SELECTED EXCERPT:
Now that I've summed up my hospital experiences donating my kidney, I thought I'd do a bit of a debrief on what was great (and what could be improved-next post...). Everybody likes a Top 5 right? ("They" being Alberta Health, Foothills Medical Centre and the Living Donor program).
- Doctorpalooza: The surgical transplant team overall were fantastic. While I didn't get to see/know them all to the same degree I did with Dr. S, Dr. W, Dr Y they were all warm, friendly and clearly dedicated to what they do. They had a collective sense of humour that was refreshing. Above all though, they are a true team of individuals who have a passion for what they do and their patients. I realize kidney donation and transplant isn't rocket science and the surgeries themselves are generally "unremarkable" (as Dr. Y described mine). So many people have complimented me on my donation but really to me-these doctors are the ones really making differences in peoples lives-they are the heroes. I do have to give a special mention to Dr. S as I dealt with him the most. He clearly cares a lot and always made sure I was engaged in what was going on. He took a genuine interest in me as a person and what I had to say which really made me feel comfortable.
- The Process: While we had a few hiccups when it came to communication and timing (which we can work on), I think the donor screening process itself was very thorough. I went into the surgery knowing I was more than medically (and mentally) fit to do this.I don't feel like I should have had more tests and I think 99% of the tests I had made sense even if we were a little backwards sometimes. Most tests could be scheduled easily around work and other appointments were always at more convenient times of the day as to not be too disruptive.
- Shining Stars: There were a few people along the way that don't fall under the Doctorpalooza umbrella that really made a difference. My "floater nurse". Tina, the Living Donor program co-ordinator. The three renal scan ladies who waved their arms along with me in an effort for the contrast dye to move out of my elbow. The nurse in the ER (I'll get to why I was there eventually in a later post) a week after surgery who told me I should have gotten an iPad2 instead of a medal for my kidney. Thank you. You love what you do and it shines through. You always treated me like a person and not a patient (there should never be a distinction but one seems to exist). You were always candid, funny and really professional. Keep doing what you do because you really are great at what you do.
- Openness to Change: Everybody I encountered who is involved with the Living Donor program were very clear about how new this is, especially when dealing with non-directed donors like myself. Nobody once pretended to have it all figured out. No "faking it till you make it". What a relief. That made most of the bumps I hit along the way easier to understand, accept and move on from. What was even better is that you continually invited me to help you make the process better for people down the road. That has meant a lot to me and I look forward to being able to help with that further.
- Answers: Regardless of whether I was asking what "code 66" meant or what c-reactive protein is, someone always was ready, willing and able to explain it to me. While I was going through the testing phase any medical questions I had (usually via email) were answered in a timely fashion (usually by phone!) and detailed enough that I wasn't left with more questions. It sounds simple but it doesn't always happen that way in life.

WORK INSTRUCTIONS:
**1.** In the kidney donation post, what role does Tina hold?
**2.** Please write out the kidney donation post starting at the words "- Openness to" and stopping after "with that further.".

RECORD EXTRACTS:
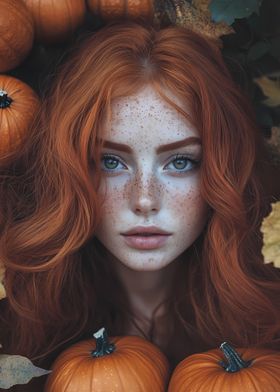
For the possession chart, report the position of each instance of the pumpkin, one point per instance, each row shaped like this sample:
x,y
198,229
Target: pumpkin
x,y
125,363
55,20
16,33
251,369
18,105
114,9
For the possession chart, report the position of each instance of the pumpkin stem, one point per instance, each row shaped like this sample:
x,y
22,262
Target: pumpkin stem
x,y
235,362
103,346
5,100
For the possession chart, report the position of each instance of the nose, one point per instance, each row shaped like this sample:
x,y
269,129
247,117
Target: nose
x,y
145,194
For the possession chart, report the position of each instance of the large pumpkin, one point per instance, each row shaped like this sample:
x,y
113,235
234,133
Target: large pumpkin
x,y
126,363
244,370
113,9
16,33
55,20
18,105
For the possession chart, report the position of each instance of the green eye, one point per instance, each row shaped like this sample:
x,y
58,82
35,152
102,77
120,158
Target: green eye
x,y
180,163
110,163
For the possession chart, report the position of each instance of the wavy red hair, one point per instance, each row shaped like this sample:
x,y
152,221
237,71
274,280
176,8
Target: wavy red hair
x,y
57,285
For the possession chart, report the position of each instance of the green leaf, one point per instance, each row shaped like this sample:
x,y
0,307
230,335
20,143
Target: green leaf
x,y
258,50
16,369
228,10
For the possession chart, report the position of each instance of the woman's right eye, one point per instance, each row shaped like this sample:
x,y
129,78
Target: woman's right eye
x,y
111,163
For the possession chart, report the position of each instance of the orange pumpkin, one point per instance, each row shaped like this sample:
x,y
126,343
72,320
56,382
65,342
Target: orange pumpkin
x,y
55,20
18,105
254,370
113,9
16,33
126,363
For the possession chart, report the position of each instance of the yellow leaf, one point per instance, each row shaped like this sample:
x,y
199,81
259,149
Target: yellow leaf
x,y
199,19
2,288
271,89
202,5
271,236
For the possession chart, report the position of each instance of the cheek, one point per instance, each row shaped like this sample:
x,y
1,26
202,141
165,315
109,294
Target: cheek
x,y
188,207
113,201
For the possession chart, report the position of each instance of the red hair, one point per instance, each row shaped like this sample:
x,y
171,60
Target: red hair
x,y
57,285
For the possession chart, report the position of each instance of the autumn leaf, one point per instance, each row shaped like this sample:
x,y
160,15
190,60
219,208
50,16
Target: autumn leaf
x,y
2,288
195,16
271,89
229,10
199,19
271,236
16,369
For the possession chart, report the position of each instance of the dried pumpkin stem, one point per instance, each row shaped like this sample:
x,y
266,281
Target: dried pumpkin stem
x,y
103,346
235,362
5,100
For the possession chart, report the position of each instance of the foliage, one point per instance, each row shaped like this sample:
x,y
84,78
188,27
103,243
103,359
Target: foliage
x,y
271,236
16,369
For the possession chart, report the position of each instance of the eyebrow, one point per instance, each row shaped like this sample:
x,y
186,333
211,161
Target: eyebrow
x,y
163,148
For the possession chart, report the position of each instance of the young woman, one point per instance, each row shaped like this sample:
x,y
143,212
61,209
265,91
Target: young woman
x,y
136,202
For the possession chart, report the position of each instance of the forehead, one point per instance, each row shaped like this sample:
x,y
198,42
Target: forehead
x,y
147,118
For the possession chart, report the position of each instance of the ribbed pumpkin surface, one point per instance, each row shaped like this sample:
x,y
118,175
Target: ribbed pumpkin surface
x,y
135,366
202,373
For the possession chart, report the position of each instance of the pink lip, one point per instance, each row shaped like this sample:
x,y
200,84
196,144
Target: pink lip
x,y
145,229
146,242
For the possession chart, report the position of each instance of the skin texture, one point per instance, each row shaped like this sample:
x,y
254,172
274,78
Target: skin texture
x,y
146,188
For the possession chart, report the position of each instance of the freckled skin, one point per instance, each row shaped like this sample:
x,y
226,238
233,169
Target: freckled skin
x,y
145,192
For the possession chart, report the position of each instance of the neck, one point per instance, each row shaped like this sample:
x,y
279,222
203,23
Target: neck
x,y
146,290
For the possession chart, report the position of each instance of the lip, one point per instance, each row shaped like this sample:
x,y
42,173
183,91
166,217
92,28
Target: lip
x,y
146,229
146,242
134,238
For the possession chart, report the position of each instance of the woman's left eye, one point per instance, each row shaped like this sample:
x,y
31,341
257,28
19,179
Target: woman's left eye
x,y
110,163
182,163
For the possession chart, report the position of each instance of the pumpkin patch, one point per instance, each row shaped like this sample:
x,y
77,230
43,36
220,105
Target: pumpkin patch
x,y
56,20
241,370
18,104
118,364
111,9
16,33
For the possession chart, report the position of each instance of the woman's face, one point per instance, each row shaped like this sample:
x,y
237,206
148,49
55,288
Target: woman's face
x,y
150,166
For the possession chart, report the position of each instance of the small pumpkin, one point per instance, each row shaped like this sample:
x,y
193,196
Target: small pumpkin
x,y
125,363
252,369
18,105
16,33
130,9
55,20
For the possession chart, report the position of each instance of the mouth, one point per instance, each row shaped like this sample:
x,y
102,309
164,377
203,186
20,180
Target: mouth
x,y
145,240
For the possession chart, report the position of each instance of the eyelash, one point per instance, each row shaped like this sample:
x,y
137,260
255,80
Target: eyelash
x,y
194,162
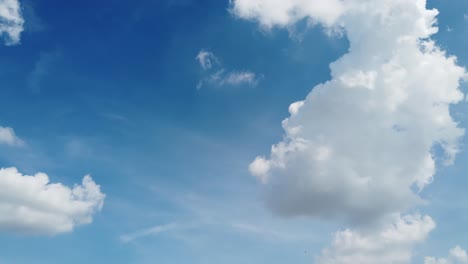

RESULTS BY TASK:
**1.** She is the Living Donor program co-ordinator.

**2.**
- Openness to Change: Everybody I encountered who is involved with the Living Donor program were very clear about how new this is, especially when dealing with non-directed donors like myself. Nobody once pretended to have it all figured out. No "faking it till you make it". What a relief. That made most of the bumps I hit along the way easier to understand, accept and move on from. What was even better is that you continually invited me to help you make the process better for people down the road. That has meant a lot to me and I look forward to being able to help with that further.